O curioso é que no corpo sem vida estão todos os órgãos, mas a voz não está. Ela é dádiva dos vivos, ligada à respiração, ao sopro divino que nos anima desde o nascimento.

A outra face indissociável do som é o silêncio. Depois de uma prática ou de uma reza, é ele que vem, revelando seu poder de conexão. Silenciar nos permite perceber o efeito da vibração e das sílabas que saíram da garganta em forma de sussurro, suspiro, grito ou prece. Talvez seja por isso que a canção de Gilberto Gil nos lembre: “Se eu quiser falar com Deus tenho que calar a voz”. Mas, antes, é preciso que ela seja nutrida - num processo que envolve corpo e alma. “Ao nascer, o bebê grita, começa a respirar, e o cordão umbilical é cortado. A partir daí, o corpo-a-corpo com a mãe passa a ser mediado pela voz”, lembra Sandra Sofiati. “A mãe fala e canta para o bebê. A criança chora e faz barulhinhos, começando assim a expressar suas necessidades e emoções. Instaura-se a existência sonora do ser”, finaliza.

■ ■ ■

O QUE FAZER: Substitua "respiração" por "pulsação" no trecho do texto sobre a voz e o silêncio que vai de "O curioso é" a "desde o nascimento." e transcreva o resultado. Não é preciso usar os dados.

■ ■ ■

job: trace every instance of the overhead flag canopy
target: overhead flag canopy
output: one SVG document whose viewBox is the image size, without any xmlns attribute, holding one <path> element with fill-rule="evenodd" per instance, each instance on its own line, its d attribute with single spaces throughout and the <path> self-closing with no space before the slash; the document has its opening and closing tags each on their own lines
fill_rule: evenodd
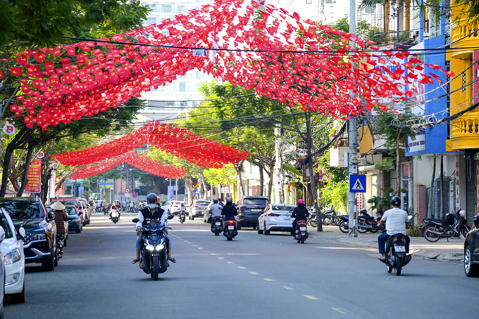
<svg viewBox="0 0 479 319">
<path fill-rule="evenodd" d="M 245 2 L 216 0 L 111 39 L 24 51 L 4 72 L 21 84 L 11 110 L 27 127 L 46 129 L 118 108 L 197 69 L 292 108 L 346 119 L 375 106 L 386 110 L 385 100 L 407 100 L 416 89 L 405 87 L 413 82 L 433 82 L 414 74 L 423 67 L 417 54 L 380 51 L 296 13 Z"/>
</svg>

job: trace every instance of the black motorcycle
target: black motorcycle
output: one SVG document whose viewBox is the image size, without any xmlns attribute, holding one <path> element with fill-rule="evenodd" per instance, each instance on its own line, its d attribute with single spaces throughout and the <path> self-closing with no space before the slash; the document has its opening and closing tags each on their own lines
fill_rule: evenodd
<svg viewBox="0 0 479 319">
<path fill-rule="evenodd" d="M 381 260 L 386 264 L 387 273 L 393 271 L 400 275 L 402 268 L 411 261 L 411 255 L 406 254 L 406 235 L 396 234 L 386 242 L 386 259 Z"/>
<path fill-rule="evenodd" d="M 173 218 L 173 215 L 168 216 L 168 219 Z M 135 219 L 132 221 L 137 223 L 139 221 L 138 219 Z M 142 227 L 143 247 L 141 250 L 139 268 L 145 273 L 149 274 L 155 281 L 158 280 L 158 273 L 163 273 L 167 269 L 168 247 L 164 229 L 163 226 L 155 222 L 148 222 Z"/>
<path fill-rule="evenodd" d="M 455 214 L 449 213 L 446 215 L 446 220 L 435 219 L 424 219 L 426 223 L 423 227 L 423 235 L 430 242 L 435 242 L 441 238 L 446 238 L 447 241 L 452 237 L 464 237 L 471 230 L 466 219 L 459 214 L 461 209 Z"/>
<path fill-rule="evenodd" d="M 223 235 L 228 240 L 232 240 L 235 236 L 238 235 L 238 230 L 236 227 L 236 221 L 233 219 L 225 221 L 225 226 L 223 231 Z"/>
<path fill-rule="evenodd" d="M 294 239 L 298 241 L 298 243 L 304 244 L 304 241 L 308 239 L 309 234 L 306 221 L 298 221 L 296 223 L 296 229 L 294 230 Z"/>
<path fill-rule="evenodd" d="M 215 236 L 219 236 L 223 231 L 223 219 L 220 216 L 217 216 L 211 219 L 211 232 Z"/>
</svg>

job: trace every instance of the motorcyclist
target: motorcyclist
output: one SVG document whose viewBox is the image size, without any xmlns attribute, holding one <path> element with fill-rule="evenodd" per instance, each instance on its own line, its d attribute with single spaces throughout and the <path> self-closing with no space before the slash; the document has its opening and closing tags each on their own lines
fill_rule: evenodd
<svg viewBox="0 0 479 319">
<path fill-rule="evenodd" d="M 165 227 L 168 227 L 167 214 L 165 211 L 161 209 L 158 206 L 156 194 L 154 193 L 149 193 L 147 197 L 147 201 L 148 202 L 147 207 L 138 211 L 137 219 L 139 221 L 137 223 L 137 234 L 138 234 L 136 243 L 137 258 L 133 259 L 132 263 L 137 263 L 139 261 L 139 253 L 142 250 L 142 245 L 143 244 L 141 233 L 142 226 L 146 225 L 148 221 L 152 221 L 159 223 Z M 168 242 L 166 245 L 168 247 L 168 260 L 170 261 L 172 263 L 175 263 L 176 260 L 174 258 L 171 258 L 171 240 L 170 235 L 168 235 L 166 230 L 163 230 L 163 232 L 165 233 L 165 237 L 166 237 L 166 241 Z"/>
<path fill-rule="evenodd" d="M 406 211 L 401 209 L 401 199 L 394 196 L 391 199 L 391 209 L 387 210 L 381 220 L 378 222 L 378 226 L 380 226 L 383 223 L 386 223 L 386 232 L 382 233 L 378 237 L 378 244 L 379 245 L 379 253 L 381 257 L 380 261 L 386 260 L 386 242 L 390 237 L 396 234 L 403 234 L 406 238 L 406 254 L 409 253 L 409 242 L 411 240 L 406 234 L 406 227 L 408 225 L 409 219 Z M 411 256 L 406 256 L 406 258 L 411 259 Z"/>
<path fill-rule="evenodd" d="M 306 208 L 304 201 L 301 199 L 298 200 L 298 206 L 294 208 L 293 214 L 291 214 L 291 218 L 294 219 L 293 221 L 293 230 L 292 232 L 293 236 L 294 235 L 296 224 L 298 223 L 298 221 L 306 221 L 308 217 L 309 217 L 309 211 Z"/>
<path fill-rule="evenodd" d="M 211 206 L 213 207 L 213 206 Z M 230 220 L 235 220 L 235 216 L 238 214 L 238 211 L 236 210 L 236 207 L 233 206 L 233 199 L 231 197 L 228 197 L 226 199 L 226 204 L 221 210 L 221 215 L 225 217 L 223 219 L 225 221 Z M 226 225 L 226 223 L 225 223 Z"/>
<path fill-rule="evenodd" d="M 211 216 L 208 219 L 208 223 L 211 223 L 211 220 L 215 217 L 221 216 L 221 212 L 223 211 L 223 206 L 218 202 L 218 200 L 213 200 L 213 204 L 210 207 L 210 211 L 211 211 Z"/>
</svg>

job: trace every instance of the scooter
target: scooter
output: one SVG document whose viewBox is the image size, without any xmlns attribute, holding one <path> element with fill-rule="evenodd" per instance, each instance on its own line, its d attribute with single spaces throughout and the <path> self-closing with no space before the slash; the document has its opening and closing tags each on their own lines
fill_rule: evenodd
<svg viewBox="0 0 479 319">
<path fill-rule="evenodd" d="M 304 241 L 309 236 L 306 228 L 306 221 L 298 221 L 296 224 L 296 230 L 294 230 L 294 239 L 298 241 L 298 243 L 304 244 Z"/>
<path fill-rule="evenodd" d="M 396 275 L 400 275 L 402 268 L 409 263 L 411 259 L 411 255 L 406 254 L 405 235 L 393 235 L 387 240 L 386 259 L 381 260 L 386 264 L 387 273 L 391 273 L 394 271 Z"/>
<path fill-rule="evenodd" d="M 173 215 L 168 216 L 168 219 L 173 218 Z M 132 221 L 137 223 L 139 221 L 135 219 Z M 168 268 L 168 243 L 163 233 L 165 228 L 159 223 L 155 222 L 148 222 L 142 227 L 143 247 L 140 252 L 139 268 L 145 273 L 149 274 L 155 281 L 158 280 L 158 274 L 164 273 Z"/>
<path fill-rule="evenodd" d="M 238 230 L 236 227 L 236 221 L 234 221 L 232 219 L 225 221 L 225 224 L 226 226 L 223 232 L 223 235 L 228 240 L 232 240 L 235 236 L 238 235 Z"/>
<path fill-rule="evenodd" d="M 111 211 L 111 221 L 113 222 L 113 223 L 116 223 L 118 222 L 120 220 L 120 212 L 118 211 L 118 209 L 113 209 Z"/>
<path fill-rule="evenodd" d="M 222 231 L 223 219 L 221 216 L 217 216 L 211 219 L 211 232 L 214 233 L 215 236 L 219 236 Z"/>
</svg>

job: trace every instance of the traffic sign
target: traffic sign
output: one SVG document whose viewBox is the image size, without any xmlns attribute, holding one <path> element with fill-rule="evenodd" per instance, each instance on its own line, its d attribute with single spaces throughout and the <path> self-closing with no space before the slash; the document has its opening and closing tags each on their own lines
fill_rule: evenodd
<svg viewBox="0 0 479 319">
<path fill-rule="evenodd" d="M 366 175 L 349 175 L 349 192 L 366 193 Z"/>
</svg>

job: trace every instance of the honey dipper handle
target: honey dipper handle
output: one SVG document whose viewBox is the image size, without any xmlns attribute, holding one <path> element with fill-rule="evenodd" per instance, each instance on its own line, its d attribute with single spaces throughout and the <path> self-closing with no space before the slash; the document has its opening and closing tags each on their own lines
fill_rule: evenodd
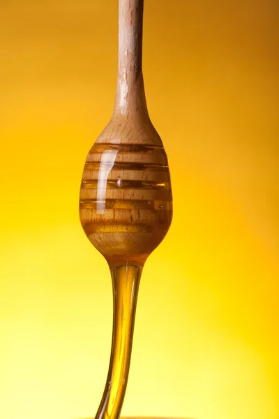
<svg viewBox="0 0 279 419">
<path fill-rule="evenodd" d="M 144 0 L 119 0 L 116 113 L 126 114 L 136 102 L 146 108 L 142 73 L 143 13 Z"/>
</svg>

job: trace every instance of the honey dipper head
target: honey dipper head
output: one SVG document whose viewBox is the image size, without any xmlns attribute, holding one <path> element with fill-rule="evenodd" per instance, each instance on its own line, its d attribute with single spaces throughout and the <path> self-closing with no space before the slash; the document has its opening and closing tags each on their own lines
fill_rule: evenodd
<svg viewBox="0 0 279 419">
<path fill-rule="evenodd" d="M 145 260 L 172 221 L 170 177 L 162 142 L 153 126 L 149 139 L 133 130 L 135 135 L 112 138 L 105 130 L 83 172 L 80 220 L 91 243 L 110 263 Z"/>
</svg>

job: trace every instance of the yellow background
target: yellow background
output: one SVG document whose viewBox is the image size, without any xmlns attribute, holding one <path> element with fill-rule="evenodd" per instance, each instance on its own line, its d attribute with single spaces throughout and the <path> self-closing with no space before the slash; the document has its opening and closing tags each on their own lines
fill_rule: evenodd
<svg viewBox="0 0 279 419">
<path fill-rule="evenodd" d="M 174 215 L 144 270 L 123 413 L 278 419 L 278 3 L 145 3 Z M 1 1 L 0 51 L 0 416 L 92 417 L 112 286 L 78 196 L 114 105 L 117 1 Z"/>
</svg>

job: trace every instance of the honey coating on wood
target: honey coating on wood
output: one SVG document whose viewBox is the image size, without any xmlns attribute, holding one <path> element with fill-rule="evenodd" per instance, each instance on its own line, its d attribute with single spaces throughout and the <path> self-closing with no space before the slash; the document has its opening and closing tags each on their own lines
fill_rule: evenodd
<svg viewBox="0 0 279 419">
<path fill-rule="evenodd" d="M 140 124 L 135 115 L 126 117 L 121 124 L 113 117 L 87 156 L 80 213 L 107 260 L 135 263 L 166 235 L 172 198 L 167 156 L 157 133 L 150 135 L 155 129 L 149 117 Z"/>
<path fill-rule="evenodd" d="M 142 18 L 143 0 L 119 0 L 114 110 L 89 151 L 80 189 L 83 228 L 111 265 L 143 263 L 172 216 L 167 159 L 145 99 Z"/>
<path fill-rule="evenodd" d="M 129 373 L 137 297 L 148 256 L 172 217 L 167 156 L 150 121 L 142 73 L 143 0 L 119 1 L 119 68 L 112 117 L 87 156 L 80 215 L 111 270 L 112 352 L 96 419 L 119 419 Z"/>
</svg>

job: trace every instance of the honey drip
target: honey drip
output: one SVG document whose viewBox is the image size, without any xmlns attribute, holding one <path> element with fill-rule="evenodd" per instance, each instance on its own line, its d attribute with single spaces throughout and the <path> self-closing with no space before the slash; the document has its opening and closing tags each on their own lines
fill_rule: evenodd
<svg viewBox="0 0 279 419">
<path fill-rule="evenodd" d="M 113 288 L 110 363 L 96 419 L 120 416 L 142 268 L 165 236 L 172 217 L 167 155 L 145 101 L 142 16 L 143 0 L 119 0 L 114 111 L 89 151 L 80 189 L 80 221 L 110 265 Z"/>
</svg>

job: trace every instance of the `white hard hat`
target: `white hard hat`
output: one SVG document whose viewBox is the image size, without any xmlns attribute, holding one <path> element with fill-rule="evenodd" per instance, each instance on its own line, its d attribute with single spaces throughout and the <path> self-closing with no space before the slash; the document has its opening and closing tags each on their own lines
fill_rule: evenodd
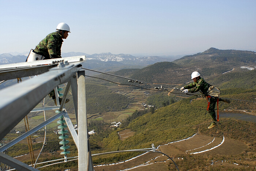
<svg viewBox="0 0 256 171">
<path fill-rule="evenodd" d="M 200 74 L 199 72 L 197 71 L 194 71 L 191 74 L 191 79 L 195 78 L 196 77 L 197 77 L 200 76 Z"/>
<path fill-rule="evenodd" d="M 65 23 L 60 23 L 60 24 L 58 24 L 57 26 L 57 27 L 56 28 L 57 30 L 65 30 L 69 32 L 70 33 L 70 28 L 69 28 L 69 26 L 67 24 Z"/>
</svg>

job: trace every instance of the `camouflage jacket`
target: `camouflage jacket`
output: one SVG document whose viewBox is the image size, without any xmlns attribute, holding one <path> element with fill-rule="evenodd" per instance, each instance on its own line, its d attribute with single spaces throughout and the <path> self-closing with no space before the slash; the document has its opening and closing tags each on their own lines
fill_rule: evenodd
<svg viewBox="0 0 256 171">
<path fill-rule="evenodd" d="M 36 53 L 44 56 L 45 58 L 44 59 L 50 59 L 51 57 L 61 58 L 60 49 L 63 41 L 60 33 L 57 31 L 47 35 L 35 46 L 34 51 Z"/>
<path fill-rule="evenodd" d="M 193 82 L 184 87 L 185 89 L 188 89 L 188 92 L 195 92 L 199 91 L 202 94 L 207 95 L 207 91 L 211 85 L 201 78 L 196 82 Z"/>
</svg>

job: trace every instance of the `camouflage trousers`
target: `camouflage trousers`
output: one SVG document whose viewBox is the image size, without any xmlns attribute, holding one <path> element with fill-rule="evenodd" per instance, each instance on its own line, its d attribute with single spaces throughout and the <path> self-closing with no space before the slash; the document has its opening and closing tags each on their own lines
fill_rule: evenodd
<svg viewBox="0 0 256 171">
<path fill-rule="evenodd" d="M 217 99 L 212 97 L 208 98 L 208 102 L 210 102 L 208 112 L 212 117 L 212 122 L 216 122 L 217 121 L 216 115 L 215 113 L 215 105 L 217 102 Z"/>
</svg>

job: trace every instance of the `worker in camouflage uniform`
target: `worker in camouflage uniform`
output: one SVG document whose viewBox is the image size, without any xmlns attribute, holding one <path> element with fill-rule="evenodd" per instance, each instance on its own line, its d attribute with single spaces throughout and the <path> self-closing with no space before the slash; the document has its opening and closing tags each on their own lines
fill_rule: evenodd
<svg viewBox="0 0 256 171">
<path fill-rule="evenodd" d="M 61 23 L 58 24 L 56 29 L 56 31 L 49 34 L 43 39 L 34 50 L 31 50 L 26 62 L 61 57 L 61 49 L 63 39 L 66 39 L 68 37 L 70 29 L 65 23 Z M 57 105 L 54 90 L 50 93 L 49 96 L 52 98 Z M 59 98 L 59 100 L 61 103 L 62 99 Z M 67 99 L 65 103 L 69 100 Z"/>
<path fill-rule="evenodd" d="M 212 128 L 216 126 L 216 121 L 217 120 L 215 109 L 218 98 L 209 96 L 207 94 L 207 91 L 209 88 L 211 86 L 207 83 L 203 79 L 200 77 L 200 74 L 197 71 L 193 72 L 191 75 L 191 79 L 193 79 L 194 82 L 181 87 L 180 90 L 182 91 L 182 92 L 185 94 L 188 93 L 188 92 L 193 93 L 199 91 L 206 96 L 208 97 L 208 101 L 210 102 L 208 111 L 212 118 L 212 122 L 211 125 L 208 127 L 208 129 Z M 222 99 L 219 98 L 219 101 L 222 101 L 229 103 L 230 103 L 230 101 L 229 100 L 225 99 Z"/>
</svg>

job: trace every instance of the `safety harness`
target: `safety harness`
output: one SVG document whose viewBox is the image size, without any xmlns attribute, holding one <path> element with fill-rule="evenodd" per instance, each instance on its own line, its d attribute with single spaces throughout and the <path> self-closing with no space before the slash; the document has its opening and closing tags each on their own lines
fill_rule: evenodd
<svg viewBox="0 0 256 171">
<path fill-rule="evenodd" d="M 214 98 L 211 96 L 208 95 L 206 96 L 207 102 L 208 102 L 208 105 L 207 106 L 207 110 L 209 110 L 209 107 L 210 106 L 210 99 Z M 219 98 L 217 99 L 217 121 L 219 122 Z"/>
</svg>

■ ■ ■

RESPOSTA ESPERADA:
O curioso é que no corpo sem vida estão todos os órgãos, mas a voz não está. Ela é dádiva dos vivos, ligada à pulsação, ao sopro divino que nos anima desde o nascimento.